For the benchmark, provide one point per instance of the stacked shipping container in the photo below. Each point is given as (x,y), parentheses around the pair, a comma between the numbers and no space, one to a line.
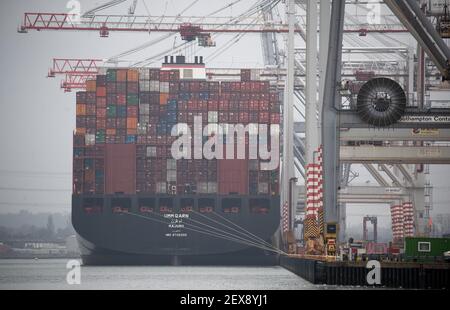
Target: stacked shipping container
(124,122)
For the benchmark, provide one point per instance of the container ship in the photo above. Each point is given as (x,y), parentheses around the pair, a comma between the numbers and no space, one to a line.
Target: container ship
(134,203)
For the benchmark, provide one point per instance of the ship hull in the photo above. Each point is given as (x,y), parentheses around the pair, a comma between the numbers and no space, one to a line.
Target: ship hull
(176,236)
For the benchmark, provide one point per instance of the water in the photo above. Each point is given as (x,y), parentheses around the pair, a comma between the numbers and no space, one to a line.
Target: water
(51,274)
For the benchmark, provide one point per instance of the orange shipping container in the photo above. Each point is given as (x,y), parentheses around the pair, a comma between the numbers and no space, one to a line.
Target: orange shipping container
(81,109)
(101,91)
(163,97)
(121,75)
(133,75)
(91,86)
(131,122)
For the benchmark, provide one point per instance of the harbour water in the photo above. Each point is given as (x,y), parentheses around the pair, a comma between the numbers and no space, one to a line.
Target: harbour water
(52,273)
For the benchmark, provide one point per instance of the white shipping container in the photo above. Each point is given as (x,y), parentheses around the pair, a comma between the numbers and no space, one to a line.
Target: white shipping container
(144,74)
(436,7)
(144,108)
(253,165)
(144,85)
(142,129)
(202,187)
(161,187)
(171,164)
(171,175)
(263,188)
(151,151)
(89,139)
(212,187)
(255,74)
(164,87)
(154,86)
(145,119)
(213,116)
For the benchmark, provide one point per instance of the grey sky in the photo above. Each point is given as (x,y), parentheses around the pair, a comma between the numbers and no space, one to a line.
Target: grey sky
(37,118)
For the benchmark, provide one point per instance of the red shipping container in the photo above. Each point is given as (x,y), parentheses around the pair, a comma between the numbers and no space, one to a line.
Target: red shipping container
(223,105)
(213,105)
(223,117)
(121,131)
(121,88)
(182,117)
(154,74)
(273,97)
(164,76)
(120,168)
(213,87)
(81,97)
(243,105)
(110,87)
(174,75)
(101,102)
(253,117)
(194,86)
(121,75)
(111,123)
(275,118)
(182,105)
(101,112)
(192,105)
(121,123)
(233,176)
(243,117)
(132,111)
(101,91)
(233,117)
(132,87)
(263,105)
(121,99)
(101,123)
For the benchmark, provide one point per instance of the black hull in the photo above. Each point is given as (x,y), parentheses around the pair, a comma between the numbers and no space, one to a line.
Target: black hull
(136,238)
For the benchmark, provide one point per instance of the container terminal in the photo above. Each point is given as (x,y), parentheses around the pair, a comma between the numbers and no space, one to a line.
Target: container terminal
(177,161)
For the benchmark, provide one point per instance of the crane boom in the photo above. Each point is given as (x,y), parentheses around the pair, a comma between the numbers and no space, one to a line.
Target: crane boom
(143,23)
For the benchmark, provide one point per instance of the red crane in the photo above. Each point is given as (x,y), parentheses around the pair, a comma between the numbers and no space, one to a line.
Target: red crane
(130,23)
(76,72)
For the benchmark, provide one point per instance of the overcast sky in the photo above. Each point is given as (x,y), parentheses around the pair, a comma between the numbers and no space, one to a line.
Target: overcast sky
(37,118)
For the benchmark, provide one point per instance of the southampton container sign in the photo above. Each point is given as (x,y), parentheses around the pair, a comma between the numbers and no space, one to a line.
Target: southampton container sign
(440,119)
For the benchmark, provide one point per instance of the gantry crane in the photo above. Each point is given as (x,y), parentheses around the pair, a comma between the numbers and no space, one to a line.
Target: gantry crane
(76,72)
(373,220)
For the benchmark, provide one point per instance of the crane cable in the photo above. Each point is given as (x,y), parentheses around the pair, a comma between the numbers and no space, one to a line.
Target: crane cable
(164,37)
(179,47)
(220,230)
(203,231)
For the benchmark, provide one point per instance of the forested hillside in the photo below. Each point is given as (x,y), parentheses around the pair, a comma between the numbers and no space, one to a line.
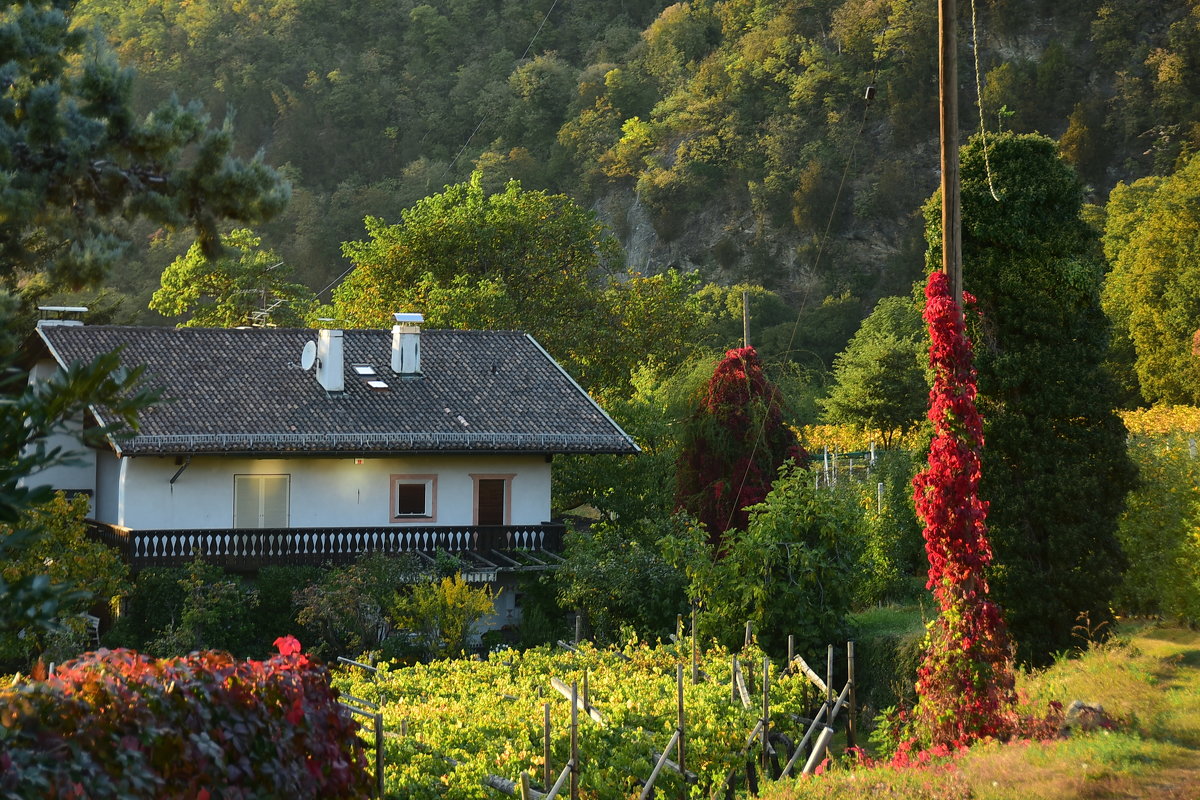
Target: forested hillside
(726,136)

————

Go through the entries above and output them exactly, without pictures.

For the benchmark, provide one point per instance of the stacked shipping container in the photo below. Each point is given as (x,y), parentheses around the pair, a comma between the numbers and no space, one to a line.
Target: stacked shipping container
(124,122)
For the benchmark, provide one point per instance of the container ship in the photo above. Each point is given as (x,y), parentheses around the pair, a comma between the numbers and no space, one to a line.
Target: container ship
(134,203)
For the benchmark, provide one point per instance of the ship hull in the photo above. Each point is given as (x,y), parentheses around the pair, a comma between the numbers and no space, one to a line.
Target: ship hull
(176,236)
For the benchmark, provide one point per instance of the water in the photo above. Each point is given as (x,y), parentheses around the pair, a comma between the numbers and no space, one to a line.
Target: water
(51,274)
For the benchmark, provide one point per instance of the orange shipping container in the photo above. Each point is given as (x,y), parentheses around the pair, a comma between the numbers and no space, one to a line.
Target: orange shipping container
(81,109)
(101,91)
(163,97)
(121,75)
(133,75)
(91,86)
(131,122)
For the benchmark, provide one point per instance of the harbour water in the photo above. Each point is given as (x,y), parentheses around the pair, a comma between the numbers and no space, one to a line.
Target: harbour water
(52,273)
For the benchmark, provide one point per instance of the white shipping container in the photo above. Each point is given as (x,y), parentheses around the pair, a comma between the numbers and no space, one to a line.
Target: white shipping container
(144,74)
(436,7)
(144,108)
(253,165)
(144,85)
(142,129)
(202,187)
(161,187)
(171,164)
(171,175)
(263,188)
(151,151)
(89,139)
(212,187)
(255,74)
(164,87)
(154,86)
(145,119)
(213,116)
For the benchmark, provide one point per instance of the grey sky in the photo above. Each point is given as (x,y), parentheses around the pair, a comma between the numbers and no space, one to a line.
Target: grey sky
(37,118)
For the benchmark, provide one point per instance of the red shipping container in the photo above. Each point is given as (x,y), parentheses around the pair, a comma between the numbers and no space, one to a line.
Target: red shipping container
(223,105)
(213,105)
(223,117)
(121,131)
(121,88)
(182,117)
(154,74)
(273,97)
(164,76)
(120,168)
(213,87)
(81,97)
(243,105)
(110,87)
(174,75)
(101,102)
(253,117)
(194,86)
(121,75)
(111,123)
(275,118)
(182,105)
(101,112)
(192,105)
(121,123)
(233,176)
(243,117)
(132,111)
(101,91)
(233,117)
(132,87)
(263,105)
(121,99)
(101,123)
For the benchmark, provide one point per instance of the black hull in the photo above. Each point is given as (x,y), parentheses around the pair, a comma between the numbers and no space, one to a line.
Target: black hull
(136,238)
For the benchmark, provide one point per instance of the container terminal in the photo above. Each point is given as (x,y), parentheses around the pair, a comma between the numbers and no space, one to a line.
Target: container terminal
(177,161)
For the benchmark, provide one point per instance of the crane boom in the photo above. Each point is given as (x,y), parentheses around the pair, a comma between the numbers and no space, one to a line.
Target: crane boom
(143,23)
For the benchmark, provide one point per instance of the red crane in the photo above. Each point is given as (x,y), parentheses around the pair, a comma between the numbers and no space, one to a line.
Target: red crane
(130,23)
(76,72)
For the benchmark, provide one point per instance of the overcast sky in the photo above. Each point is given as (x,y), parentheses around the pair, a comma between the numbers and no space, one to a line.
Target: overcast sky
(37,118)
For the benchmark, provide one point per instance of the southampton container sign in the photo above. Each point is given as (x,y), parentheses around the pair, a comma between the numbers and no space, one to a line.
Target: southampton container sign
(440,119)
For the benchmark, provide one point per instance of the gantry crane in the photo above. Each point is given as (x,y), parentheses around the pair, a comma between the numbers and no space, one to a line.
Target: gantry crane
(76,72)
(373,220)
For the benchmark, provide one point per instance of the crane cable in the photo above. Each point is given as (x,y), parentheses around the pair, a comma between the numbers and no space, one to a line.
Target: crane cable
(164,37)
(179,47)
(220,230)
(203,231)
For the benchmark, provide one point per instance of the forested hillside in the photo below. Each point is given as (x,y), parentheses around the pair, a comma between the numbers and no space, one to a line.
Target: forested hillside
(726,136)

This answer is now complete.